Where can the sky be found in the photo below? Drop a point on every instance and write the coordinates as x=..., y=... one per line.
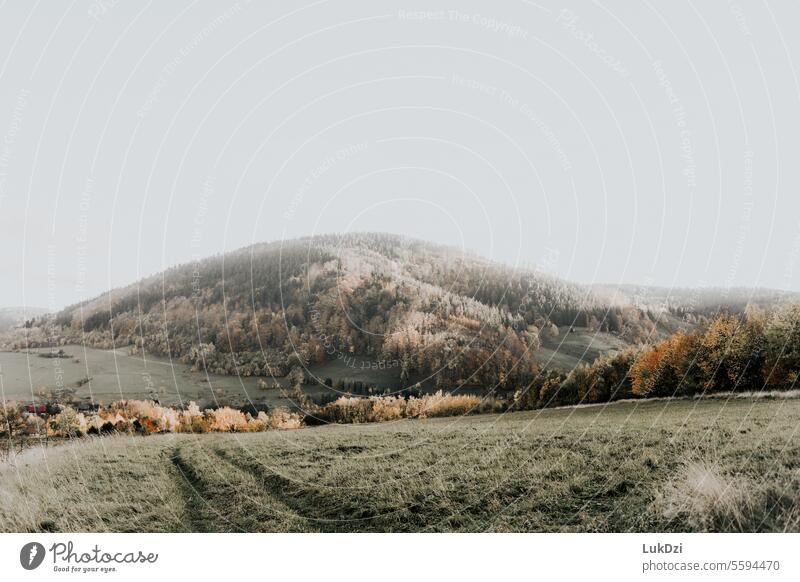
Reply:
x=650, y=143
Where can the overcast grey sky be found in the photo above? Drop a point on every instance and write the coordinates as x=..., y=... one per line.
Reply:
x=646, y=143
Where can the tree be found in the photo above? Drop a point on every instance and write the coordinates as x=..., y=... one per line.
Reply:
x=12, y=423
x=782, y=345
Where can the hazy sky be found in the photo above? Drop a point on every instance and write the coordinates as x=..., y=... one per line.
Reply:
x=646, y=143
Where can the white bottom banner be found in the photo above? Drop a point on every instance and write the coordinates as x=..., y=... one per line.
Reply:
x=400, y=556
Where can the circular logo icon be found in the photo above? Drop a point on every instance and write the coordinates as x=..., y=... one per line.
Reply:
x=31, y=555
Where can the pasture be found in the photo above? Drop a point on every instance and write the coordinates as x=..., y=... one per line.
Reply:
x=668, y=465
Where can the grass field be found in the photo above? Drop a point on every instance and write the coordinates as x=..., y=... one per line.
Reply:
x=116, y=375
x=570, y=348
x=649, y=466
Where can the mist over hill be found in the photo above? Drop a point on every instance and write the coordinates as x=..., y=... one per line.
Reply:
x=427, y=311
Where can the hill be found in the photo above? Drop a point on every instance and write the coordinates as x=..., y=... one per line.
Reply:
x=415, y=311
x=11, y=317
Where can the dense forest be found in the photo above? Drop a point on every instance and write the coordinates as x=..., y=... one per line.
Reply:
x=430, y=312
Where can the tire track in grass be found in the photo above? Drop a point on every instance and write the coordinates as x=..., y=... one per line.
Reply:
x=223, y=497
x=298, y=501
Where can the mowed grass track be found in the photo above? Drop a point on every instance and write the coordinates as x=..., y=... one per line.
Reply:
x=582, y=469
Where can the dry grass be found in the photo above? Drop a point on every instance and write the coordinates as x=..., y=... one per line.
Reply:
x=679, y=465
x=708, y=499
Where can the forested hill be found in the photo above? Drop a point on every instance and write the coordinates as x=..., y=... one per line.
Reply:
x=428, y=310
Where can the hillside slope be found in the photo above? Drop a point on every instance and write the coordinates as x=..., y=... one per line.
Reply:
x=426, y=313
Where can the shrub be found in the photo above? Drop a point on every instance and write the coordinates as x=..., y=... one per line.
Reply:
x=12, y=422
x=282, y=418
x=66, y=423
x=227, y=419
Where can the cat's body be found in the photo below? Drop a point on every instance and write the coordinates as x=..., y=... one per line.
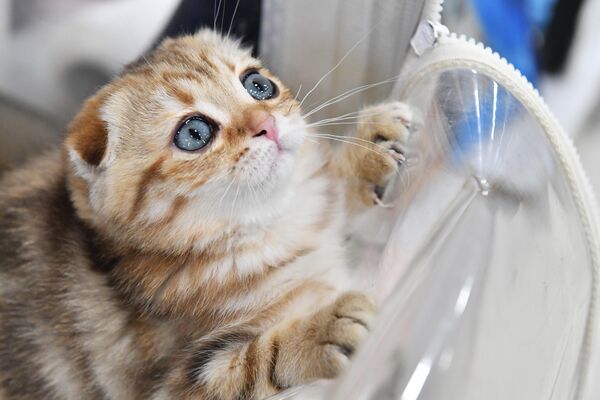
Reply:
x=131, y=269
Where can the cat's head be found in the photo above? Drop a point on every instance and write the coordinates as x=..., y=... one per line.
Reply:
x=193, y=137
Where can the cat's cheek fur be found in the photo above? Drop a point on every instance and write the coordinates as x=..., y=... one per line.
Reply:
x=132, y=269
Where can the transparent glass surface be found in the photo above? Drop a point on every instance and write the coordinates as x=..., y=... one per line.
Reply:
x=486, y=275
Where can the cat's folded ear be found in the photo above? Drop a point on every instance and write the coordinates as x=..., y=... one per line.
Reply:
x=87, y=139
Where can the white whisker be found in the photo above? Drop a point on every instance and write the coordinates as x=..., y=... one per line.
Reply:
x=337, y=65
x=233, y=18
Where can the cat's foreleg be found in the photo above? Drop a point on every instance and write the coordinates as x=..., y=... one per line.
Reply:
x=240, y=363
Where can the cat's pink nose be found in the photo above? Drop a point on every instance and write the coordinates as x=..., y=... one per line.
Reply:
x=267, y=128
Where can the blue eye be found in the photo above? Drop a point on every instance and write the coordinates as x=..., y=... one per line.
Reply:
x=193, y=134
x=259, y=86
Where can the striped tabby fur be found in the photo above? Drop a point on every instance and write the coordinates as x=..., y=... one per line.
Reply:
x=130, y=269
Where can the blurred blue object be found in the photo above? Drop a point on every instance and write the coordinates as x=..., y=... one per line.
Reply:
x=510, y=28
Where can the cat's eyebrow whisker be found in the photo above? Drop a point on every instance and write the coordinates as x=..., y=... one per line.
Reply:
x=338, y=64
x=233, y=18
x=218, y=9
x=349, y=93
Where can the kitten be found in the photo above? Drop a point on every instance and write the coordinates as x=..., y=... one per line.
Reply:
x=187, y=242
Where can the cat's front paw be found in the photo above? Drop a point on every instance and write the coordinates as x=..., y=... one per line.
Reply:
x=336, y=331
x=383, y=131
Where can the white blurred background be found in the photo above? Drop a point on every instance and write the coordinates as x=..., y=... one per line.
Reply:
x=55, y=53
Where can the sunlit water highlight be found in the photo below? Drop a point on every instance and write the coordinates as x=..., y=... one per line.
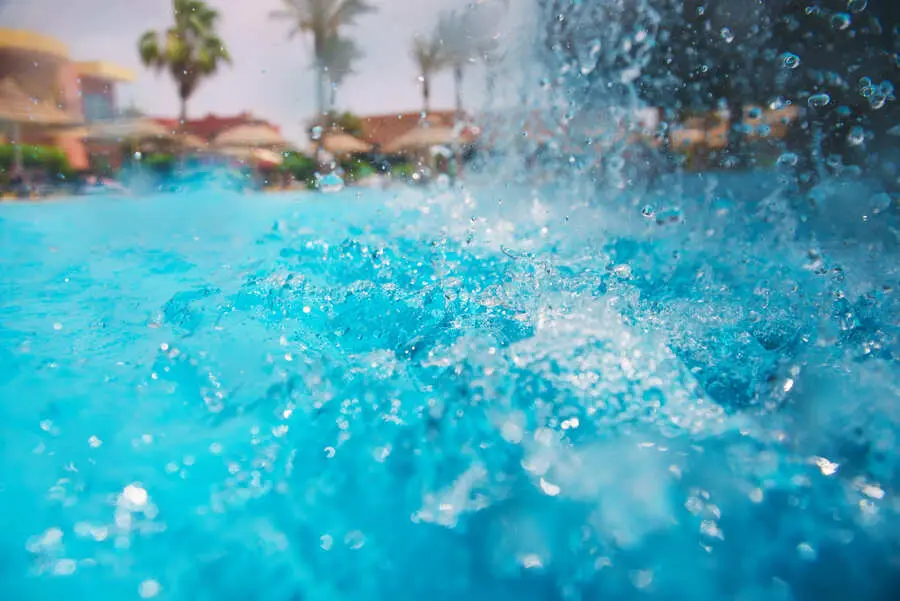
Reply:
x=502, y=394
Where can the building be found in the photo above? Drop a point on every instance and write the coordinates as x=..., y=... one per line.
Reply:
x=210, y=126
x=381, y=130
x=41, y=67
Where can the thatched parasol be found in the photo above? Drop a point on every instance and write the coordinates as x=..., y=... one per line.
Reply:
x=342, y=144
x=18, y=108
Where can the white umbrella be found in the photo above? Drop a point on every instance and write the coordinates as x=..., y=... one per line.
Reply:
x=250, y=135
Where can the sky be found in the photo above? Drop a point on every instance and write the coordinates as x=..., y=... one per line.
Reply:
x=270, y=75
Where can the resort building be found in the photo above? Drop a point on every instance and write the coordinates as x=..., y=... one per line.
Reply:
x=64, y=93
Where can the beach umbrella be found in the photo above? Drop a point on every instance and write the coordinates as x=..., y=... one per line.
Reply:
x=18, y=108
x=422, y=138
x=343, y=144
x=250, y=135
x=259, y=157
x=127, y=130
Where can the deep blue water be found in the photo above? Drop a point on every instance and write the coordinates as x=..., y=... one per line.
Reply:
x=500, y=394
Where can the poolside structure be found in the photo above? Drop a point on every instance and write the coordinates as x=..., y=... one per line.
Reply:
x=40, y=68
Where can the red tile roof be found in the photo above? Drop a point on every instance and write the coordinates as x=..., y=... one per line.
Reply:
x=212, y=125
x=382, y=129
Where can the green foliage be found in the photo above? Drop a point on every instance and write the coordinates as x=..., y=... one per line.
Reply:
x=301, y=167
x=356, y=169
x=160, y=162
x=403, y=171
x=51, y=160
x=190, y=49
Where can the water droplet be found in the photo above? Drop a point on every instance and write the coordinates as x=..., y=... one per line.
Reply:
x=135, y=496
x=806, y=552
x=840, y=21
x=790, y=60
x=817, y=101
x=64, y=567
x=880, y=202
x=857, y=6
x=355, y=540
x=641, y=578
x=788, y=159
x=149, y=589
x=550, y=489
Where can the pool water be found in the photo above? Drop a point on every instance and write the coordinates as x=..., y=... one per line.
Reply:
x=500, y=393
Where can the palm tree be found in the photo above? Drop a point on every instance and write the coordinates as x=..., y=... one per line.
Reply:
x=190, y=49
x=322, y=19
x=338, y=57
x=469, y=37
x=430, y=58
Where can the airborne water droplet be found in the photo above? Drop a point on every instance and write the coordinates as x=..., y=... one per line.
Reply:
x=819, y=100
x=788, y=159
x=840, y=21
x=790, y=60
x=857, y=6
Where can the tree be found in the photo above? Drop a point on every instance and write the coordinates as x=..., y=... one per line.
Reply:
x=322, y=19
x=428, y=52
x=338, y=57
x=190, y=49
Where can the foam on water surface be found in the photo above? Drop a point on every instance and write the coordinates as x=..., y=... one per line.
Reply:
x=493, y=394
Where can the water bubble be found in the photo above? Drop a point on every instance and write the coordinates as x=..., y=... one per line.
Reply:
x=881, y=202
x=788, y=159
x=148, y=589
x=840, y=21
x=806, y=552
x=790, y=60
x=877, y=101
x=355, y=540
x=550, y=489
x=135, y=496
x=641, y=578
x=817, y=101
x=64, y=567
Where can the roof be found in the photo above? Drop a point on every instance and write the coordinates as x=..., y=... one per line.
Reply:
x=212, y=125
x=383, y=129
x=28, y=41
x=104, y=70
x=18, y=107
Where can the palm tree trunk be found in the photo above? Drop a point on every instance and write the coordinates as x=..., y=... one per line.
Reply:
x=736, y=130
x=457, y=83
x=182, y=119
x=426, y=94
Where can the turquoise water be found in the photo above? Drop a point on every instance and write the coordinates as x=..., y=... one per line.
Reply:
x=496, y=394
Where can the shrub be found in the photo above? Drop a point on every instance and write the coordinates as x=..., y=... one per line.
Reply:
x=51, y=160
x=301, y=167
────
**Exercise brief**
Lines above with "droplet" in them are the ones to copy.

**Result**
Where can the water droplet be found in the photo above? Drop a point on every instance and write the coordinates as x=..., y=... one per line.
Where can the airborne water droplet be found in the photo above? Drop a point on every instance and write the coordinates as x=..., y=... one per line.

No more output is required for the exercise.